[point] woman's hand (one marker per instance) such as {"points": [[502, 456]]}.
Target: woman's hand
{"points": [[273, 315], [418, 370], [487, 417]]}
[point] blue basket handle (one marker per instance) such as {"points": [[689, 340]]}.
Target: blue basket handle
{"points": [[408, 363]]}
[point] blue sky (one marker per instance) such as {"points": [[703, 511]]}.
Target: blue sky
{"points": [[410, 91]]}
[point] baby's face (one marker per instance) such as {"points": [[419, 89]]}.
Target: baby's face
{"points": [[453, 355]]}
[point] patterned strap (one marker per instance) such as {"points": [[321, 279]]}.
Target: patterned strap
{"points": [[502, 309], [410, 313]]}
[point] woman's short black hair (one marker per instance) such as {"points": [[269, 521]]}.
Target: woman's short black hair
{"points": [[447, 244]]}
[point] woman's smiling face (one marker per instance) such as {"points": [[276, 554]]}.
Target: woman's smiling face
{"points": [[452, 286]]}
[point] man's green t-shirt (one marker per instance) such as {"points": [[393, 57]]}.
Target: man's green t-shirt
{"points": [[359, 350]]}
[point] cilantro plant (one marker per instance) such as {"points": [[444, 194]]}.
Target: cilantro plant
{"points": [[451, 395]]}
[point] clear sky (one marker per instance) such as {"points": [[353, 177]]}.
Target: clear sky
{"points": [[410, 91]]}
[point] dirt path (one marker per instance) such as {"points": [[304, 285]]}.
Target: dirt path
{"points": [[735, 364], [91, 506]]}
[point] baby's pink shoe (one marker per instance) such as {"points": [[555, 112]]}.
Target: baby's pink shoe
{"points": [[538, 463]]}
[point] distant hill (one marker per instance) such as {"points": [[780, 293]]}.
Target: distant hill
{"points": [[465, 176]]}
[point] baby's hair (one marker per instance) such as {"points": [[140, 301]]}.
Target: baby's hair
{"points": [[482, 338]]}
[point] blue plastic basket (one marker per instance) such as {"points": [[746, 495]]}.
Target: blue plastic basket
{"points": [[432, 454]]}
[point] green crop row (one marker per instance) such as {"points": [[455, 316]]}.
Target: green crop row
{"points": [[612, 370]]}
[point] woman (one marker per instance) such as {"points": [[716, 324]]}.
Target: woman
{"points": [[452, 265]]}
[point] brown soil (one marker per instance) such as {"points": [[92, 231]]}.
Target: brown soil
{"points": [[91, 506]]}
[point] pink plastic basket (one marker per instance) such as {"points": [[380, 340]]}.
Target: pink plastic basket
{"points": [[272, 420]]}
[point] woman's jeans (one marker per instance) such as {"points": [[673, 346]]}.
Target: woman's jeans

_Work required_
Can you turn all the lines above into a numbered list, leaving out any blank lines?

_Exercise result_
1. [point] woman's hand (one marker per instance) such as {"points": [[502, 456]]}.
2. Target: woman's hand
3. {"points": [[273, 315], [418, 370], [487, 417]]}
4. [point] blue basket handle (one marker per instance) such as {"points": [[689, 340]]}.
5. Target: blue basket handle
6. {"points": [[408, 363]]}
7. [point] blue sky (one marker per instance) such as {"points": [[703, 511]]}.
8. Target: blue sky
9. {"points": [[410, 91]]}
10. [point] baby's face (one marker per instance) such as {"points": [[419, 89]]}.
11. Target: baby's face
12. {"points": [[453, 355]]}
13. [point] patterned strap (one marker per instance) such as {"points": [[321, 279]]}.
14. Target: patterned strap
15. {"points": [[502, 309], [410, 313]]}
16. [point] woman's short black hair (one marker per instance) such as {"points": [[269, 521]]}.
17. Target: woman's short black hair
18. {"points": [[447, 244]]}
19. [point] woman's smiling face (one marker per instance) such as {"points": [[276, 554]]}.
20. Target: woman's smiling face
21. {"points": [[452, 286]]}
22. [point] man's green t-shirt (one marker per instance) such as {"points": [[393, 57]]}.
23. Target: man's green t-shirt
24. {"points": [[359, 350]]}
25. [point] cilantro plant (one marker per instance) such as {"points": [[444, 194]]}.
26. Target: cilantro plant
27. {"points": [[451, 395]]}
28. [point] clear sky (one marker per instance) such as {"points": [[353, 177]]}.
29. Target: clear sky
30. {"points": [[410, 91]]}
31. [point] dirt path (one marker per instance) such as {"points": [[304, 285]]}.
32. Target: dirt path
33. {"points": [[735, 364], [91, 506]]}
34. [point] baby's pink shoe (one marker per instance) such as {"points": [[555, 112]]}.
35. Target: baby's pink shoe
36. {"points": [[538, 463]]}
37. [point] distant hill (one marker per instance) such as {"points": [[780, 293]]}.
38. Target: distant hill
39. {"points": [[465, 176]]}
40. [point] baby's hair (one marker per instance) such as {"points": [[140, 301]]}.
41. Target: baby's hair
42. {"points": [[482, 338]]}
43. [point] blue plastic basket (one marker per instance) such as {"points": [[746, 495]]}.
44. Target: blue plastic basket
45. {"points": [[432, 454]]}
46. [point] green crop row (one marker per instance) such as {"points": [[455, 316]]}.
47. Target: green crop row
48. {"points": [[612, 370]]}
49. [point] woman (one marker per instance) such as {"points": [[716, 324]]}.
50. Target: woman
51. {"points": [[452, 265]]}
52. [point] brown soil (one marker per instance) such as {"points": [[92, 231]]}.
53. Target: brown soil
54. {"points": [[91, 506]]}
55. [point] pink plastic basket (one marker per instance) such as {"points": [[380, 340]]}.
56. Target: pink plastic basket
57. {"points": [[272, 420]]}
58. [point] woman's jeans (one marker per instance) such as {"points": [[673, 346]]}.
59. Target: woman's jeans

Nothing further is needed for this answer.